#### [Texto de origem]

■ ■ ■ ■ ■

Chart of the Week - A relação entre o transporte marítimo e eventuais preços mais elevados do petróleo e do gás natural

Bruno Minoya Perez. Banco Carregosa
Bruno Minoya Perez. Créditos: cedida (Banco Carregosa)

O Chart of the Week é da autoria de Bruno Minoya Perez, diretor de Private Banking do Banco Carregosa.

Neste artigo é abordada a relação entre o transporte marítimo e eventuais preços mais elevados do petróleo e do gás natural liquefeito (GNL), e o impacto na reversão da desaceleração da inflação.

Conflito no Médio Oriente

A escalada do conflito na Faixa de Gaza que já dura há mais de 100 dias, tem um novo capítulo com os recentes ataques no Mar Vermelho, mais concretamente no Canal do Suez/Golfo de Áden.

Desde 19 de novembro que o Grupo Xiita Houthis, apoiado pelo Irão, atacou mais de 25 navios comerciais no Mar Vermelho, e no passado dia de 9 de janeiro, realizaram mais um ataque a Navios de Guerra britânicos e norte-americanos, provocando assim uma reação por parte da Armada destes países aliados. Os Houthis, grupo armado de rebeldes em guerra civil há mais de uma década no Iémen, reconhecidos pelo Irão como uma força legal deste grupo armado na região, que controlam uma boa parte do Iémen, têm uma enorme capacidade financeira, seja pelo financiamento do Irão ou através de armamento fornecido por este mesmo país, seja pelo levantamento de dinheiro através de plataformas de crowdfunding, que, hoje em dia, são uma fonte de receita para organizações terroristas.

■ ■ ■ ■ ■

#### [Material apresentado]
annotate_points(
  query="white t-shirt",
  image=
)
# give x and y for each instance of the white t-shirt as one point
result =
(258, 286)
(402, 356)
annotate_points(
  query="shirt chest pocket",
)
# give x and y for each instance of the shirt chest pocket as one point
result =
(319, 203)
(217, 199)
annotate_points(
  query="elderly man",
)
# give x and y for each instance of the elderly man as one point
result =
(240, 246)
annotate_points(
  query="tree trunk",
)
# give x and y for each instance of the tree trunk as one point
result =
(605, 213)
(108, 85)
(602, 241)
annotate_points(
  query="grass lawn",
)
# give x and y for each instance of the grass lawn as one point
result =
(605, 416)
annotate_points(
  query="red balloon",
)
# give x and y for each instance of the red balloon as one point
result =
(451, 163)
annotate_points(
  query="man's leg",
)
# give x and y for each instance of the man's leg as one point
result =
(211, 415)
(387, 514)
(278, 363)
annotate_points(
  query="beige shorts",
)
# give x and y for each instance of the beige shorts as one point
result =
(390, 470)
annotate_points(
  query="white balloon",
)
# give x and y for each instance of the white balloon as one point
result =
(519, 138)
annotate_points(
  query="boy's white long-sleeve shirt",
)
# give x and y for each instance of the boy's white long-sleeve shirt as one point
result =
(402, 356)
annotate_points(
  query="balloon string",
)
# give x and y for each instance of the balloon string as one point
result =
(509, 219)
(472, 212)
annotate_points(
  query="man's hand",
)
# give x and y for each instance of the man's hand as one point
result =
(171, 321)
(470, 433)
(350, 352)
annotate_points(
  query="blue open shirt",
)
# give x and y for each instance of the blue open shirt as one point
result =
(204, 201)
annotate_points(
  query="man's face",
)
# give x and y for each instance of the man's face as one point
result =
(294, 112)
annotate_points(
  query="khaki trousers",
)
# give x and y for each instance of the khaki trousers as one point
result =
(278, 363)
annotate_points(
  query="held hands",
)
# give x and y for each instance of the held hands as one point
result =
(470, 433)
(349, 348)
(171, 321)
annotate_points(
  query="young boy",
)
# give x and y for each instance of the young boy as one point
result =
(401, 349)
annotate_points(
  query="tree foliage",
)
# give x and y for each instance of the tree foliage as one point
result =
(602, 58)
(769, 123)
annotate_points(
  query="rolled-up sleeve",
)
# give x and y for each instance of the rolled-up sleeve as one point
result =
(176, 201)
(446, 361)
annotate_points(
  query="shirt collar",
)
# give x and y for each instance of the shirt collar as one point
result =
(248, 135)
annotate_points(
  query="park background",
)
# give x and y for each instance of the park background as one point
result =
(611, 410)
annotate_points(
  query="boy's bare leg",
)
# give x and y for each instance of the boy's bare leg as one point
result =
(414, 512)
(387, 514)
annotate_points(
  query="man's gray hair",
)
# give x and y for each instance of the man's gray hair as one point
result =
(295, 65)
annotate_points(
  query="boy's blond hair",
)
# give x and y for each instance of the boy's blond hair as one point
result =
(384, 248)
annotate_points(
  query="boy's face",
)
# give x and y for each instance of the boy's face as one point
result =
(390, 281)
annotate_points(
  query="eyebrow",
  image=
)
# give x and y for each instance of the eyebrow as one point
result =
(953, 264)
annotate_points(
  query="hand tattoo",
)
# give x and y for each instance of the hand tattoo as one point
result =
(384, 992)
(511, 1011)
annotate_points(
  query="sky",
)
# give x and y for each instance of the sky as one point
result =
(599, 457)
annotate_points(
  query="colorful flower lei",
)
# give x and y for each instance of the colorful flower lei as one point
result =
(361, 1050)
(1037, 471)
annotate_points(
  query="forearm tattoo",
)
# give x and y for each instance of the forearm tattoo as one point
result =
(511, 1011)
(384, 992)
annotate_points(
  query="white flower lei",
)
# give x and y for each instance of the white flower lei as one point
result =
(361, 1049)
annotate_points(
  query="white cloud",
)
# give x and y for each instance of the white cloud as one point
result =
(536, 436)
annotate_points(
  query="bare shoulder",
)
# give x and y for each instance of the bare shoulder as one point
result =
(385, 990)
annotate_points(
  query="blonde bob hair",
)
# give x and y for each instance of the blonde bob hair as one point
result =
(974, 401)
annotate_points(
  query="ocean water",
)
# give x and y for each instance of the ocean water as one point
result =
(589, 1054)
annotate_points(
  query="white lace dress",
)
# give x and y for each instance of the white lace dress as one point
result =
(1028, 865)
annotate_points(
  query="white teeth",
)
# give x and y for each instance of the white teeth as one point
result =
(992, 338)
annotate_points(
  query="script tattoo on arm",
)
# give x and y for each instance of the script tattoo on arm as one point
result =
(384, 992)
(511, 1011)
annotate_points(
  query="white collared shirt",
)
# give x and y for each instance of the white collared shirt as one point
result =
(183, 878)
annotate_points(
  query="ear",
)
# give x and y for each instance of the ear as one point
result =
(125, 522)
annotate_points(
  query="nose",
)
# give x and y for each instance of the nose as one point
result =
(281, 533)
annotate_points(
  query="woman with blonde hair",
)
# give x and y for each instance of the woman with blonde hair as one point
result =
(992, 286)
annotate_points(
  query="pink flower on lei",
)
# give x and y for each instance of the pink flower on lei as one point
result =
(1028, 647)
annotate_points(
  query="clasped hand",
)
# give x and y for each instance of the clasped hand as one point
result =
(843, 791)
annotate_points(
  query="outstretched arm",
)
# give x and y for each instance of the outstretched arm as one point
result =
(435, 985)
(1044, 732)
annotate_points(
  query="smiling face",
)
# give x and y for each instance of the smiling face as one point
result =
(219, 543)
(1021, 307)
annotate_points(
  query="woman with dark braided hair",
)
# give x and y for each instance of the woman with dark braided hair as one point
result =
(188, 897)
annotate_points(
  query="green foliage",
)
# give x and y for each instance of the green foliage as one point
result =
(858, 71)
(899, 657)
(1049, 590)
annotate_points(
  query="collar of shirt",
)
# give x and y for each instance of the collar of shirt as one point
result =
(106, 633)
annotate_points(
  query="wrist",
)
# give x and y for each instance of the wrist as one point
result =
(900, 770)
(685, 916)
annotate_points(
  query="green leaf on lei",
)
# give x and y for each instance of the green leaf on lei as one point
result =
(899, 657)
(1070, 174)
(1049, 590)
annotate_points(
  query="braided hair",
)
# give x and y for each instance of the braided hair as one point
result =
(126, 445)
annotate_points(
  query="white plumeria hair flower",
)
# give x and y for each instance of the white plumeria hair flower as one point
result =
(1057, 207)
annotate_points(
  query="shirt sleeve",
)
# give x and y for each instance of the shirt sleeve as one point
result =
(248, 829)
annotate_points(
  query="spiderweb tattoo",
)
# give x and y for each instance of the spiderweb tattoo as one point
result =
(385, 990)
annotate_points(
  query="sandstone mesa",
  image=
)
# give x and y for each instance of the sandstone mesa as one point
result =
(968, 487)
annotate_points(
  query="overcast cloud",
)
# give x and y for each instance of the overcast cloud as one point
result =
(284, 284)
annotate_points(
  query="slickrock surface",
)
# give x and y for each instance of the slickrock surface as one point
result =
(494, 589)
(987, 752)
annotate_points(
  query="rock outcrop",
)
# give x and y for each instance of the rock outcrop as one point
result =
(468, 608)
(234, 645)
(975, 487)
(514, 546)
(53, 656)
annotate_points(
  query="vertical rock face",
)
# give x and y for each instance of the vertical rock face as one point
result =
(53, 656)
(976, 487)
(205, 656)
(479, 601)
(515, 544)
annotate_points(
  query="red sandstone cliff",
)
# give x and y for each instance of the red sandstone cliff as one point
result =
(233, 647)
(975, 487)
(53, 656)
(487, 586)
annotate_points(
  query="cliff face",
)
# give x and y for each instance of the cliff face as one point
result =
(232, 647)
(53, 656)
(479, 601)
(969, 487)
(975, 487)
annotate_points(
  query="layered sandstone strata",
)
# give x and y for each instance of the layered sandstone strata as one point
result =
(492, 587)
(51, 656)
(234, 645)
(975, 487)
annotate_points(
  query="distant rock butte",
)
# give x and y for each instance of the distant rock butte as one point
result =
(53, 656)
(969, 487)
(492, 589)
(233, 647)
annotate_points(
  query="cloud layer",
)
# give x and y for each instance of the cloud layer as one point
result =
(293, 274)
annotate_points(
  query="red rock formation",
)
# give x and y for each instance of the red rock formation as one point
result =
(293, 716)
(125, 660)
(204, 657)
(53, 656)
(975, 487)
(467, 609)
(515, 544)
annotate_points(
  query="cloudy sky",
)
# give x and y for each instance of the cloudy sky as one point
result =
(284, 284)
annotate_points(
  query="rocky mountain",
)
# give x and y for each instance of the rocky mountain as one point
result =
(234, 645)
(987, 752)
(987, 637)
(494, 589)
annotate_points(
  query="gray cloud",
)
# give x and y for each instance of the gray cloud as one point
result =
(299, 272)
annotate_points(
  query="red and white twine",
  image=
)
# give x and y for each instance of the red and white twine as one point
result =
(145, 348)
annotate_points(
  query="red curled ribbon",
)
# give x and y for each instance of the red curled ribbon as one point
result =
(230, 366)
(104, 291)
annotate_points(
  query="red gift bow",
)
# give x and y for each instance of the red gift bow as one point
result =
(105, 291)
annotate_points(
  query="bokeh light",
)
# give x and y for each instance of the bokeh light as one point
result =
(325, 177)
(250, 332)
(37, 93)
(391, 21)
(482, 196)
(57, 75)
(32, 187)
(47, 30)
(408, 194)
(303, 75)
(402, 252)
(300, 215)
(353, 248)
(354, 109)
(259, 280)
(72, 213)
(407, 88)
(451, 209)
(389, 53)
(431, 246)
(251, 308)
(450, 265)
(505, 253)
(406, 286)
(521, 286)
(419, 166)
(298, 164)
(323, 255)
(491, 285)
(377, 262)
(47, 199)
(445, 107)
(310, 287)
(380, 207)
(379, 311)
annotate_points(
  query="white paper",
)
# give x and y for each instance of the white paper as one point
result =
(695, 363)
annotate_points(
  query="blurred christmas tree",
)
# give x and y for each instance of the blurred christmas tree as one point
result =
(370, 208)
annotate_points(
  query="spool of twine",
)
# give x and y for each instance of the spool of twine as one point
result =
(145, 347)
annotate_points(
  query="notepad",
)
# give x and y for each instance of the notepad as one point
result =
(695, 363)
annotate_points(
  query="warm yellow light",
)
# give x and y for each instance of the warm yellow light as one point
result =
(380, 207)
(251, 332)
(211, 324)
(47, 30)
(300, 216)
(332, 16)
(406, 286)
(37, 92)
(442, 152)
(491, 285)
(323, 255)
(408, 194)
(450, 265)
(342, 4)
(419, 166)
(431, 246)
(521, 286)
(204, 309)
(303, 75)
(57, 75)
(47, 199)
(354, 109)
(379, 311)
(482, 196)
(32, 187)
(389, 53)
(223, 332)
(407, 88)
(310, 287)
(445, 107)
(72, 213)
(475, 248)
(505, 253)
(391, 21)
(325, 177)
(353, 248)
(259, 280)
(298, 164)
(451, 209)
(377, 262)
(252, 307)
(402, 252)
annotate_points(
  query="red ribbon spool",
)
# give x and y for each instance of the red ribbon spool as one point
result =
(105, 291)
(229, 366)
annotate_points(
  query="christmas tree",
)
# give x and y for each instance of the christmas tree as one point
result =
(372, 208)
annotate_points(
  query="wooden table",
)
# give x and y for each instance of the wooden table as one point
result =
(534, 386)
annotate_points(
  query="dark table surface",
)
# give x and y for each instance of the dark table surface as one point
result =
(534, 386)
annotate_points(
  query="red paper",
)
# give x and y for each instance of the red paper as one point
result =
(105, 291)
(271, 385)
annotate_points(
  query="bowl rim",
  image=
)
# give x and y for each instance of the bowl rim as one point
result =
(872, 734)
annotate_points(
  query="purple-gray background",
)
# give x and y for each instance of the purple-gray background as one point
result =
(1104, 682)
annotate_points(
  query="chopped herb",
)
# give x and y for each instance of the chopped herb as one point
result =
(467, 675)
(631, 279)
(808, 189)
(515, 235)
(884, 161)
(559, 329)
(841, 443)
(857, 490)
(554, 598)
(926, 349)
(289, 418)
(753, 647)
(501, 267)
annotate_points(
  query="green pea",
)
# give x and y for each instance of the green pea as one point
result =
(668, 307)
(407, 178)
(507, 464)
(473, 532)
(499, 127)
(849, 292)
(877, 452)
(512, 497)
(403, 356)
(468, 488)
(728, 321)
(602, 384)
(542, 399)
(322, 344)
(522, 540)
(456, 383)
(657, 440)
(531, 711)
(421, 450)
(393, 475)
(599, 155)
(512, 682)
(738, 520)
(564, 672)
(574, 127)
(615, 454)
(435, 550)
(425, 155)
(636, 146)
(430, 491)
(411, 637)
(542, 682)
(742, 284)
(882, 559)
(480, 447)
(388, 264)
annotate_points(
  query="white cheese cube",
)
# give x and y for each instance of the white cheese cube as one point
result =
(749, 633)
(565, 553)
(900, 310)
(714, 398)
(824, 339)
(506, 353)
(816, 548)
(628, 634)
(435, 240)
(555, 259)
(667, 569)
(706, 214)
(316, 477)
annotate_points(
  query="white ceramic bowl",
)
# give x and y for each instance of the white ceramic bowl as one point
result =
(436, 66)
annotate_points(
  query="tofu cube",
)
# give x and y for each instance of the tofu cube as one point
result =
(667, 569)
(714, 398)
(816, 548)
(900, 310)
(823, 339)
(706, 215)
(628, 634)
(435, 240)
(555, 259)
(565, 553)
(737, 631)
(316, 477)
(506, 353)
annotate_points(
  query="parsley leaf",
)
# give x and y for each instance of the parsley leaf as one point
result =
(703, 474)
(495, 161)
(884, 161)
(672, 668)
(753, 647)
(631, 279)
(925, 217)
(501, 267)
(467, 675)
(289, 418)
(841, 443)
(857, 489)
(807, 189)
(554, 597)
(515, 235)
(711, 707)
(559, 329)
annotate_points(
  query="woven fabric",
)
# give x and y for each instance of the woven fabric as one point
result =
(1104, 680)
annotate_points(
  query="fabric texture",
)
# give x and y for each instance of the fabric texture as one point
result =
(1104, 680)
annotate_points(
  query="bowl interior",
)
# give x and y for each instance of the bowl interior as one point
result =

■ ■ ■ ■ ■

#### [O que fazer]
1/ Transcreva do texto de origem o trecho que vai de "Bruno Minoya Perez. Banco" a "desaceleração da inflação.".
2/ Responda às perguntas seguintes com base no texto de origem.
(a) Que cargo ocupa Bruno Minoya Perez no Banco Carregosa?
(b) Há quanto tempo dura a escalada do conflito na Faixa de Gaza?
(c) Desde que data os Houthis atacaram navios comerciais no Mar Vermelho, e quantos foram atacados?
3/ Escreva a continuação do texto de origem sobre o transporte marítimo e os preços do petróleo e do gás natural, começando depois da última frase apresentada.

#### [Conjunto de respostas]
1/
Bruno Minoya Perez. Banco Carregosa
Bruno Minoya Perez. Créditos: cedida (Banco Carregosa)

O Chart of the Week é da autoria de Bruno Minoya Perez, diretor de Private Banking do Banco Carregosa.

Neste artigo é abordada a relação entre o transporte marítimo e eventuais preços mais elevados do petróleo e do gás natural liquefeito (GNL), e o impacto na reversão da desaceleração da inflação.

2/
(a) É diretor de Private Banking do Banco Carregosa.
(b) Dura há mais de 100 dias.
(c) Desde 19 de novembro os Houthis atacaram mais de 25 navios comerciais.

3/
Esta capacidade financeira aliada ao facto de este grupo se sentir solidário com o Hamas na luta contra Israel e o Ocidente, levará tendencialmente ao aumento das tensões no conflito do Médio Oriente e, consequentemente, a uma reação mais firme de defesa por parte das nações aliadas e democráticas do mundo. O alastrar do conflito com mais ataques de parte a parte, e com o envolvimento de outro grupo armado nomeadamente o Hezbollah, aumentará a insegurança da navegação marítima nesta região do globo e, com isso, o desencadear de alterações no comércio mundial com impacto a diversos níveis.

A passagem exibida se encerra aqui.